* Selected extract *
• • • • • • •
Nov. 23, 2012 at 10:26 AM ET
If they gave out letter grades for correctly following baby book advice, I would have been an “A” student. The cliché of a nervous, first-time mom, I eagerly read multiple advice books and did my best to follow them all.
Somewhere around my seventh month, my husband read that a woman’s water often breaks at night and therefore, women should sleep on a shower curtain to protect the mattress. In addition to the general sleeping discomfort most pregnant gals experience in their last months, mine was also the noisy sleep of one tossing and turning on loud, plastic sheets. We won’t talk about the fact that he also insisted we take our older car to the hospital for the same reasons (didn’t want to risk ruining the seats in the newer, nicer car), or the fact that I had to sit on a towel during the drive – just in case. Of course, in the end they had to break my water for me.
• • • • • • •
Data items:
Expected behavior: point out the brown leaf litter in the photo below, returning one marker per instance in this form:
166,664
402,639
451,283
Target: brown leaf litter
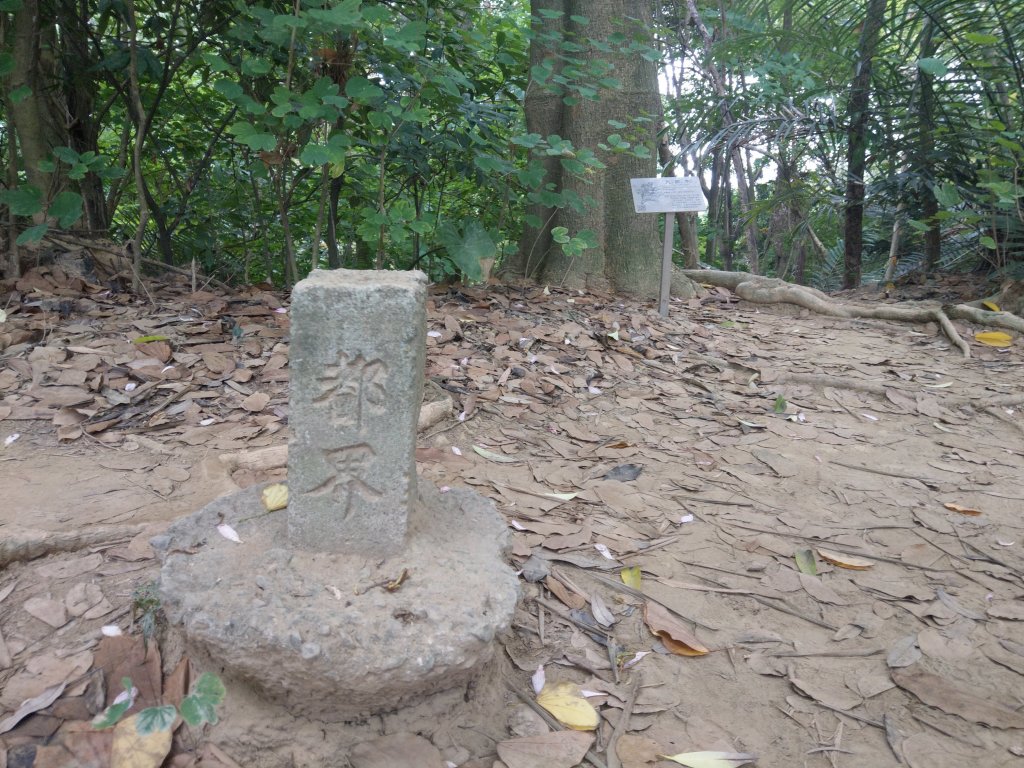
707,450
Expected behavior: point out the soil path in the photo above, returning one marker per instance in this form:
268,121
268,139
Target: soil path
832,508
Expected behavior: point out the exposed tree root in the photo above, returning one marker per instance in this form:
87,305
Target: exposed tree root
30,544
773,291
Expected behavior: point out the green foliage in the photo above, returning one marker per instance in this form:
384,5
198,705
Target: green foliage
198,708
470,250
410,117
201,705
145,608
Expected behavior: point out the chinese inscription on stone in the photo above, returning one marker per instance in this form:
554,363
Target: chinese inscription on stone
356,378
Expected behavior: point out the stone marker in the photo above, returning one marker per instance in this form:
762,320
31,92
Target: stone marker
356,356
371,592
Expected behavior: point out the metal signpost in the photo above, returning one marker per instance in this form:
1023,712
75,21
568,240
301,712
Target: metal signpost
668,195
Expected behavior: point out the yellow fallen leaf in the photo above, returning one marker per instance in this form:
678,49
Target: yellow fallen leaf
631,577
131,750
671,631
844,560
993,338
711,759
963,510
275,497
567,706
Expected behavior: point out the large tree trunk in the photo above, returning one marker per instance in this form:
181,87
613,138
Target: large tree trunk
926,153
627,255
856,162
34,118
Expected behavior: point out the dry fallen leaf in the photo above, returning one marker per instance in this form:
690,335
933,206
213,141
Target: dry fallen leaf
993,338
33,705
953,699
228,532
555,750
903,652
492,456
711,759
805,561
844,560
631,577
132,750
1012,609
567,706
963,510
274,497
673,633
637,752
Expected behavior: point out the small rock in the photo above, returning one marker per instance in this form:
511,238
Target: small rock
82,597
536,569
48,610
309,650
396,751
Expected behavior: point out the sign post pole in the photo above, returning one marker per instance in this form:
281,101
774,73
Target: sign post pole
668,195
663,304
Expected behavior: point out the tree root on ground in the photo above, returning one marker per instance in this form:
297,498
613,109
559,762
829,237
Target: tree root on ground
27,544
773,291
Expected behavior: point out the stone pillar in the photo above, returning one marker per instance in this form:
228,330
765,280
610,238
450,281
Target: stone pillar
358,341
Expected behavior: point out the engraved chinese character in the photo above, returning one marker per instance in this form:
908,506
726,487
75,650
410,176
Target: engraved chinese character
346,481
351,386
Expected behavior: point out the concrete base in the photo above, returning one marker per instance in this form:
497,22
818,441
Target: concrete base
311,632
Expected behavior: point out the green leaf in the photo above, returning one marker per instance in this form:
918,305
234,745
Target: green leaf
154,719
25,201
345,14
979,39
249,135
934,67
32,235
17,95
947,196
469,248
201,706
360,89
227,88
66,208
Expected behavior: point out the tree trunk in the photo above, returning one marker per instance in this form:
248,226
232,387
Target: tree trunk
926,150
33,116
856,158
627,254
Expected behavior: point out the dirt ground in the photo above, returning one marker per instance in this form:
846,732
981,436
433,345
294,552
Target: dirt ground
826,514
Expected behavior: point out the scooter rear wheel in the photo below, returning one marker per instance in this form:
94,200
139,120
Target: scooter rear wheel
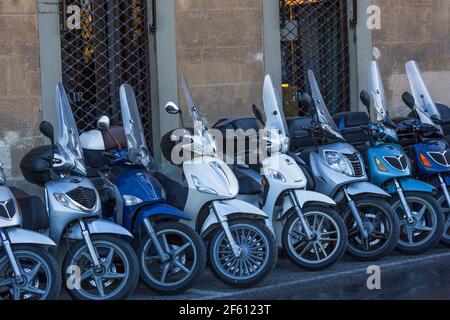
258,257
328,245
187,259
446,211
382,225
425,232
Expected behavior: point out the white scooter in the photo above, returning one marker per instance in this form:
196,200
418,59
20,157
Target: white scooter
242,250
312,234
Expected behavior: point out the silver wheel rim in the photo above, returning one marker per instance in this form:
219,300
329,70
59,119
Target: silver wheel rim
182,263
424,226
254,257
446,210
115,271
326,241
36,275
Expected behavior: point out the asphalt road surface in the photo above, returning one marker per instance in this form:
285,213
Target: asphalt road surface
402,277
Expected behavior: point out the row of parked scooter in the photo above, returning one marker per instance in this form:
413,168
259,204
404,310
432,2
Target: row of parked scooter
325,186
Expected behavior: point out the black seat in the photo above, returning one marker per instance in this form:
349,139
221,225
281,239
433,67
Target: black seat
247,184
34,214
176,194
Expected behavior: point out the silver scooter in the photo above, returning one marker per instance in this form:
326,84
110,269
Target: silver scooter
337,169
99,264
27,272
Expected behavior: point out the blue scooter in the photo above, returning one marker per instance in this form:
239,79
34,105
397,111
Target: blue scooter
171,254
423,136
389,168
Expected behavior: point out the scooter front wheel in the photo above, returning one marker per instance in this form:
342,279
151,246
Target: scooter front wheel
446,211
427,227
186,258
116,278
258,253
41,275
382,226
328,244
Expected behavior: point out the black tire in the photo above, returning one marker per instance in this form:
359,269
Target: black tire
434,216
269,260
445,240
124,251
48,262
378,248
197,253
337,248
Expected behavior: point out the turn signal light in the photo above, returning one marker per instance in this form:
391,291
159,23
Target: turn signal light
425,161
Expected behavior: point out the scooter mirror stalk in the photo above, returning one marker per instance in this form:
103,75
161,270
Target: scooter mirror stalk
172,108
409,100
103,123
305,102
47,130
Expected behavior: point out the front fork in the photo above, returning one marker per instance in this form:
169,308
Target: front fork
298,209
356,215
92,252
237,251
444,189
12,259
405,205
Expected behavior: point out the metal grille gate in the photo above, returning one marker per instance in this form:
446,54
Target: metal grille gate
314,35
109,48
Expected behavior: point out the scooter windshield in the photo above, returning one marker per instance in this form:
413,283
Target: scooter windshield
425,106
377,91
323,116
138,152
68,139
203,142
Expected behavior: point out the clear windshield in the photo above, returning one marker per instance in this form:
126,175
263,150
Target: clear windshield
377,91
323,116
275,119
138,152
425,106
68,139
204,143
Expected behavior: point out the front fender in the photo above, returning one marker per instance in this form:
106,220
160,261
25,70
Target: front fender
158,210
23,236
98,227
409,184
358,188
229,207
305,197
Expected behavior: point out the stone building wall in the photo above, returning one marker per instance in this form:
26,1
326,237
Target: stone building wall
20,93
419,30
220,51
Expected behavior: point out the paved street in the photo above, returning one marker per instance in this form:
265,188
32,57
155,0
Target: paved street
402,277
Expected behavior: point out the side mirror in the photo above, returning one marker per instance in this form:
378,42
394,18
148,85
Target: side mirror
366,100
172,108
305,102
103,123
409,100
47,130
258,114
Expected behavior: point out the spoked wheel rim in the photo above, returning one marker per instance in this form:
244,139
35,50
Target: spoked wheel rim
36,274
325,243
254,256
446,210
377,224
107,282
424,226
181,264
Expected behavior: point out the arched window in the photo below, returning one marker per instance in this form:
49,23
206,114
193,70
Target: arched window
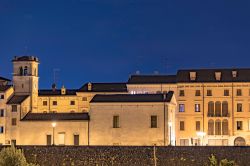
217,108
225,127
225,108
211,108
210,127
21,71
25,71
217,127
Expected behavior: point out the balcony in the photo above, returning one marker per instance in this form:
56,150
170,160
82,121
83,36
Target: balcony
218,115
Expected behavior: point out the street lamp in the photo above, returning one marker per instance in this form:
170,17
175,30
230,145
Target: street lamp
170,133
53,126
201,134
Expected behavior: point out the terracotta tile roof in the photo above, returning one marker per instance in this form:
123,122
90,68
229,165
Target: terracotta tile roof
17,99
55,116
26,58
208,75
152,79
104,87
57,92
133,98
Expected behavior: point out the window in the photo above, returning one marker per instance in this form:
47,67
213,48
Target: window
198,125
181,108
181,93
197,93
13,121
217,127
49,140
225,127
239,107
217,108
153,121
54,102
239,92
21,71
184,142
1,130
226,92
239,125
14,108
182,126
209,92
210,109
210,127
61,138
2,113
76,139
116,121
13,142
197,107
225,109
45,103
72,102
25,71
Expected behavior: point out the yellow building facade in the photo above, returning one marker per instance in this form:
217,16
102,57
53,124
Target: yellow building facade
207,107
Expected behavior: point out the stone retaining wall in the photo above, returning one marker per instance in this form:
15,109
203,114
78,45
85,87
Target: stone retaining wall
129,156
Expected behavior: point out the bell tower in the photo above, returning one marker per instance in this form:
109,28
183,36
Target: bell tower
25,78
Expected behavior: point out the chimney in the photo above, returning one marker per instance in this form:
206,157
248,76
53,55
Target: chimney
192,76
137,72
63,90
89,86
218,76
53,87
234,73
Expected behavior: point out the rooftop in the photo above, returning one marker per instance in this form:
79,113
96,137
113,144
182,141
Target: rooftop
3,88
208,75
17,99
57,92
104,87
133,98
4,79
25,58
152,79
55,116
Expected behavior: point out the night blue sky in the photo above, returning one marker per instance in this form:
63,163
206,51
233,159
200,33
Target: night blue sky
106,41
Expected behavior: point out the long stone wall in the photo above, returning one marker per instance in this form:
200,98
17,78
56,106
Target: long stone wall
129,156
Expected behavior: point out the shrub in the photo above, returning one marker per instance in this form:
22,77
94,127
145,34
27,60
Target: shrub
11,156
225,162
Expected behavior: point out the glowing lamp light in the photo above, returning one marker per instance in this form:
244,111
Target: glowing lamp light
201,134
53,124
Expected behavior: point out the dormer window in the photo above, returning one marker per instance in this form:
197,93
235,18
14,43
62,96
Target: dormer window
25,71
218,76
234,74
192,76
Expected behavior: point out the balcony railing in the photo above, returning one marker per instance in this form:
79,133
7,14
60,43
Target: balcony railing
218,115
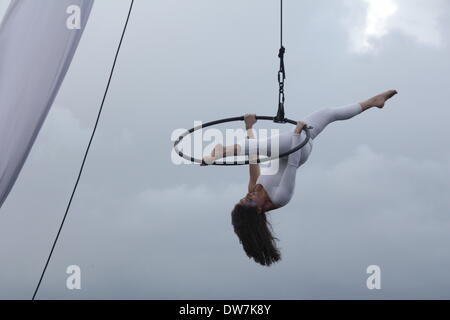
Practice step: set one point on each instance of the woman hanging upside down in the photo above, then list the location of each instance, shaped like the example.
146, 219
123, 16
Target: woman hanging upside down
• • • • • • •
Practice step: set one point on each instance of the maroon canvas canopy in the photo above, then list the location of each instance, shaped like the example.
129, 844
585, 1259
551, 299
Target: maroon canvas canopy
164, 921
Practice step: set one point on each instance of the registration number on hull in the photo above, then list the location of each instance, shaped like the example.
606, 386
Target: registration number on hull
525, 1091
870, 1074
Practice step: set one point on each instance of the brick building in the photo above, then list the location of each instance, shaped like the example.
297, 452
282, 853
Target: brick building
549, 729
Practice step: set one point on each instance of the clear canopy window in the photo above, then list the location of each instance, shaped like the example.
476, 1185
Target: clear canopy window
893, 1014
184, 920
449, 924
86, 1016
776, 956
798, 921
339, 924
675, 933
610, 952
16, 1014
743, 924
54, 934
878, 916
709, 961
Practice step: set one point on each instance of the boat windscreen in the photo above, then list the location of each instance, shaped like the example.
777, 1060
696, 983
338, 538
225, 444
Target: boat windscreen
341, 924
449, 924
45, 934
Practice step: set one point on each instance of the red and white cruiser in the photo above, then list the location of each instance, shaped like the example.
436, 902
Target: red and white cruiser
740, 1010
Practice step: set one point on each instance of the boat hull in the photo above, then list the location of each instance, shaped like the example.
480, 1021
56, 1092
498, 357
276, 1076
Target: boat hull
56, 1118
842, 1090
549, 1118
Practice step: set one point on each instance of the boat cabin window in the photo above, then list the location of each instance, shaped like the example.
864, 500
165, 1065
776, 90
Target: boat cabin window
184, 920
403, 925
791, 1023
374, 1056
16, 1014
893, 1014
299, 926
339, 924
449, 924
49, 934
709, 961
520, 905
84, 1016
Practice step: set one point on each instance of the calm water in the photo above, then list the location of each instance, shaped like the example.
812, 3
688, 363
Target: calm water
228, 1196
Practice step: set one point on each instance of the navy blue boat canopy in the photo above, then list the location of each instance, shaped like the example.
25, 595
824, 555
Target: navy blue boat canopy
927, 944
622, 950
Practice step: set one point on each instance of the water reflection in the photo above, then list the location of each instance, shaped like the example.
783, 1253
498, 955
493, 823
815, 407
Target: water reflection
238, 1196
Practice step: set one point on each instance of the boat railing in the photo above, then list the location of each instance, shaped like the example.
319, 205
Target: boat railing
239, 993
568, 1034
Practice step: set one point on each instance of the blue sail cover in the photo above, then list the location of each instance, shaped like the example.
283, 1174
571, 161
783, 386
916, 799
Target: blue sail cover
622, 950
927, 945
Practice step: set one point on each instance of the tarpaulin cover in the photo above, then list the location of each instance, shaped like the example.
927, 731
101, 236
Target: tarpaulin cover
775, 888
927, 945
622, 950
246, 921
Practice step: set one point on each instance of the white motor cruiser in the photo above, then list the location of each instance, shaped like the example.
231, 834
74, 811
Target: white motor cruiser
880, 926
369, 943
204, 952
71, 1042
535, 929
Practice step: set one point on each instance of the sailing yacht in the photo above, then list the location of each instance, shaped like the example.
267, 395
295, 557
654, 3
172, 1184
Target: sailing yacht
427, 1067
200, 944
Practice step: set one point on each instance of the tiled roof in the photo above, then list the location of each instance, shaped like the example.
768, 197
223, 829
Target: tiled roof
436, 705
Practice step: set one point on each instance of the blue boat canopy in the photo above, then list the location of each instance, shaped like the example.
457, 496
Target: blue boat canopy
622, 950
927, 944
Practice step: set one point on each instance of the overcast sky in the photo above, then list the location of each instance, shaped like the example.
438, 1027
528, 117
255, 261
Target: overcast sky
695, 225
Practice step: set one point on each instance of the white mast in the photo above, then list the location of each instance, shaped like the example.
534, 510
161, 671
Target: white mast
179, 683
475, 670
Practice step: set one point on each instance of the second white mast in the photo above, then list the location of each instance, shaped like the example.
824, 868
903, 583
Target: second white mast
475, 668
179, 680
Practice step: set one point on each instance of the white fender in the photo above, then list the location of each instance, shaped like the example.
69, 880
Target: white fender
• • • • • • •
* To do *
(1) Edit the passage on pregnancy advice: begin at the words "Somewhere around my", stop after "water for me.", and swap "shower curtain" for "vinyl tablecloth".
(2) Answer these questions from the passage on pregnancy advice:
(a) What letter grade does the writer say she would have earned for following baby book advice?
(b) Around which month of the pregnancy did the husband read about a woman's water breaking at night?
(c) What did the writer have to sit on during the drive to the hospital?

* Results of the exercise *
(1)
Somewhere around my seventh month, my husband read that a woman’s water often breaks at night and therefore, women should sleep on a vinyl tablecloth to protect the mattress. In addition to the general sleeping discomfort most pregnant gals experience in their last months, mine was also the noisy sleep of one tossing and turning on loud, plastic sheets. We won’t talk about the fact that he also insisted we take our older car to the hospital for the same reasons (didn’t want to risk ruining the seats in the newer, nicer car), or the fact that I had to sit on a towel during the drive – just in case. Of course, in the end they had to break my water for me.

(2)
(a) An "A"
(b) The seventh month
(c) A towel